§ BRIEF: Repeat every line of the data below verbatim, leaving the pictures out of your reply.
====== SUPPLIED DATA ======
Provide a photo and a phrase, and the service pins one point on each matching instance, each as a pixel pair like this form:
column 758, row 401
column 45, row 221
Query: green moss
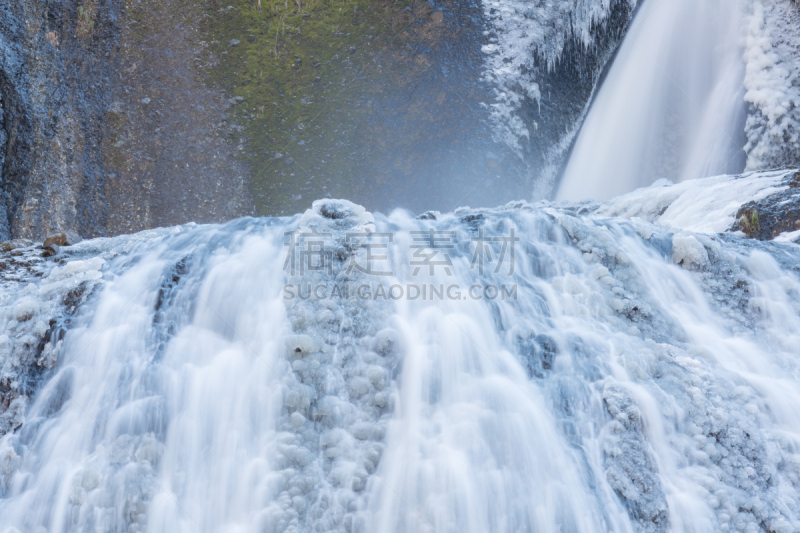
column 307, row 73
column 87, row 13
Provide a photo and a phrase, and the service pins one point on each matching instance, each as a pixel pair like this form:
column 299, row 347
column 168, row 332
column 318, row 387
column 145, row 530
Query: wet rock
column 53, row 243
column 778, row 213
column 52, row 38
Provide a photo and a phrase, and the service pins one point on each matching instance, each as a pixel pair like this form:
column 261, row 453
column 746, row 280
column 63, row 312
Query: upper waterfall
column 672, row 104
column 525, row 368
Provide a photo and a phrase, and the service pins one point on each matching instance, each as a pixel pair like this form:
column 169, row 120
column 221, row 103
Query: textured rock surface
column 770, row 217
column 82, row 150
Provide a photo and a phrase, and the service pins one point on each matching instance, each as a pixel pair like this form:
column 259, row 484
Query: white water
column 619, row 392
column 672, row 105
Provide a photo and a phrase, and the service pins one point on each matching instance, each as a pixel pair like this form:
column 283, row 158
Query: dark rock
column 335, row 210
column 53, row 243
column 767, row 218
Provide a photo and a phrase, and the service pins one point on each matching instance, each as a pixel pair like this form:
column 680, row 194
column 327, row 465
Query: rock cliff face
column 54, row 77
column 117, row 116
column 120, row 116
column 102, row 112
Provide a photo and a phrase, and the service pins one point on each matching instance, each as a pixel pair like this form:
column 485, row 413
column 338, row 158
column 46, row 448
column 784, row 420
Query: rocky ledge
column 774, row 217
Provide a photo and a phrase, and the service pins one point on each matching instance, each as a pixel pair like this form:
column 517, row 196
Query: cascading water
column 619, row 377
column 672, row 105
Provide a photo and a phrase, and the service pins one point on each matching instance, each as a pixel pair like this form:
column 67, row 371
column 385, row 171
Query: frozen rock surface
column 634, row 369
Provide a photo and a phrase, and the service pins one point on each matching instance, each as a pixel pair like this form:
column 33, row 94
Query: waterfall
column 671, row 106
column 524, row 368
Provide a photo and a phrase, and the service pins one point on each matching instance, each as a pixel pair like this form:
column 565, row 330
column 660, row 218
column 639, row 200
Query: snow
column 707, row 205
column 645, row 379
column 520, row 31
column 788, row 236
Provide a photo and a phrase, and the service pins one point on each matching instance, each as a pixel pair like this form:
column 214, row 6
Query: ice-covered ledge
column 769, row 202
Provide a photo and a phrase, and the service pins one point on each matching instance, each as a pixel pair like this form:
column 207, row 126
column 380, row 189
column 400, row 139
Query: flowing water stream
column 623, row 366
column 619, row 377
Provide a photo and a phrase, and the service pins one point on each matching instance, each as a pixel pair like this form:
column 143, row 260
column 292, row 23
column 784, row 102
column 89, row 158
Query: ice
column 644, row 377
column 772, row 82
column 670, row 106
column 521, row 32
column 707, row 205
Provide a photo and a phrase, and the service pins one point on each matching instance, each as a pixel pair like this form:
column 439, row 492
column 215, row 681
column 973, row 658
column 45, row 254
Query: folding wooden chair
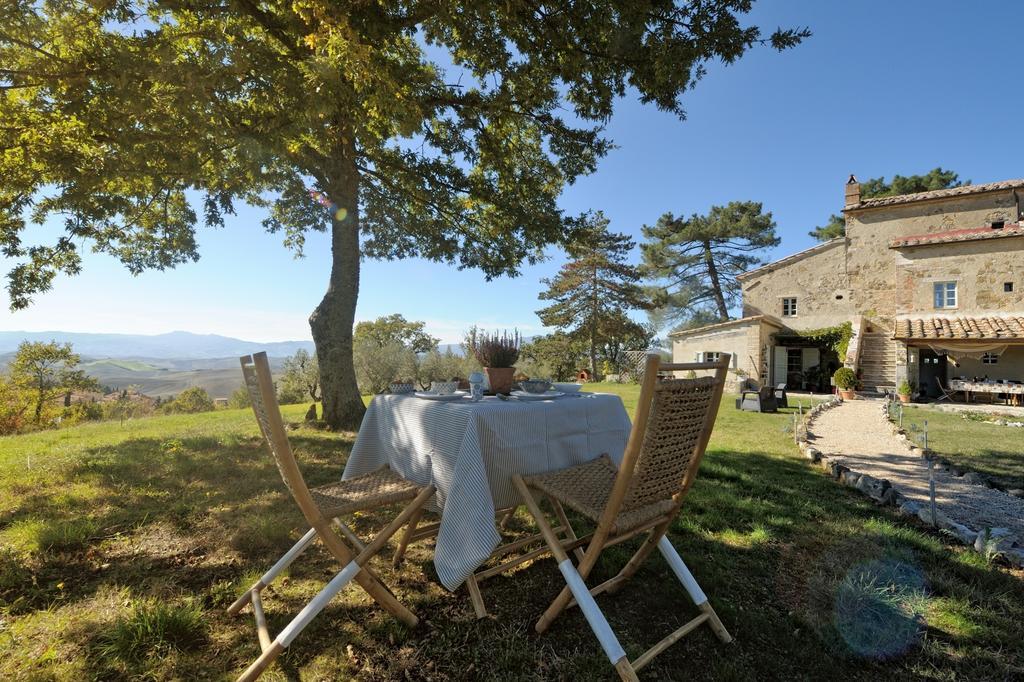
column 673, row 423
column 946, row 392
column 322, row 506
======
§ OUTPUT OF THE TASK:
Provide a photo and a phrase, and the service pins one point on each matching instance, each as a pixel pair like this form:
column 758, row 401
column 45, row 221
Query: green moss
column 307, row 73
column 87, row 13
Provide a photo and a phrase, and the service pins one point on each matching instance, each as a pixel pair like this form:
column 299, row 347
column 168, row 332
column 318, row 387
column 145, row 530
Query: wet rock
column 53, row 243
column 778, row 213
column 52, row 38
Provide a photo and a phrase, and the service pins one point on each matching instance, each as a pixel pair like this form:
column 261, row 453
column 746, row 280
column 63, row 312
Query: upper waterfall
column 672, row 104
column 525, row 368
Provide a photo and a phrase, and the service pins one point on each matching instance, each as a pixel pair like this form:
column 169, row 120
column 221, row 103
Query: textured rock surface
column 770, row 217
column 82, row 150
Provide a photo and a phrase, and the service pins one point on each matching instance, each as a pixel pair like this form:
column 259, row 484
Query: white water
column 619, row 392
column 672, row 105
Provide a photo and a phrase, and the service pins one point on each matching instance, each as a pixel pair like this form:
column 283, row 158
Query: dark rock
column 335, row 210
column 53, row 243
column 767, row 218
Provide a photo and a phrase, and the service pins one point on each matching instance, each as a pixel pair like this form:
column 680, row 194
column 327, row 465
Query: rock cliff face
column 54, row 77
column 117, row 116
column 120, row 116
column 102, row 112
Provide a photo and a phrase, and the service pins one point on each matching instance, each as a pixel pair like this form:
column 485, row 413
column 338, row 158
column 46, row 448
column 784, row 420
Query: rocky ledge
column 774, row 217
Provide a photo and a phrase, and the service pins one point on each matching instance, each as a pixel pair like this form:
column 517, row 196
Query: cascading water
column 619, row 377
column 672, row 105
Provide a photo and a phrase, and the service pins one point on each matching instance, each as a pixel pair like this form:
column 67, row 371
column 385, row 171
Query: frozen rock surface
column 634, row 369
Provide a photo and a phrase, and the service pins one point on each matching instance, each as a pixel pair like this form:
column 33, row 94
Query: waterfall
column 671, row 106
column 524, row 368
Provide a photo and a phrase, and the service pins one point on each matching instance, each as a pixel pair like this form:
column 565, row 330
column 660, row 218
column 639, row 200
Query: snow
column 707, row 205
column 645, row 379
column 520, row 31
column 788, row 236
Provide a photo and a phrase, and the service pins one point on each matching instance, each as a pixel pair like this form:
column 214, row 6
Query: ice-covered ledge
column 769, row 202
Provide a photo and a phrase, and the service pins one point on each matching instance, each as a pixel pair like this form:
column 207, row 126
column 380, row 189
column 400, row 139
Query: flowing water stream
column 623, row 366
column 619, row 377
Provide a photo and a phrase, and the service pins one point on each matching instance, each as a pixel pair like this form:
column 143, row 260
column 292, row 23
column 784, row 102
column 89, row 158
Query: ice
column 644, row 377
column 772, row 82
column 670, row 106
column 521, row 32
column 707, row 205
Provide a photo and a phrase, and the service pins one point on each matching instance, each as a pixel pair like this form:
column 439, row 492
column 215, row 681
column 973, row 658
column 45, row 254
Query: folding wooden chair
column 673, row 423
column 946, row 392
column 322, row 506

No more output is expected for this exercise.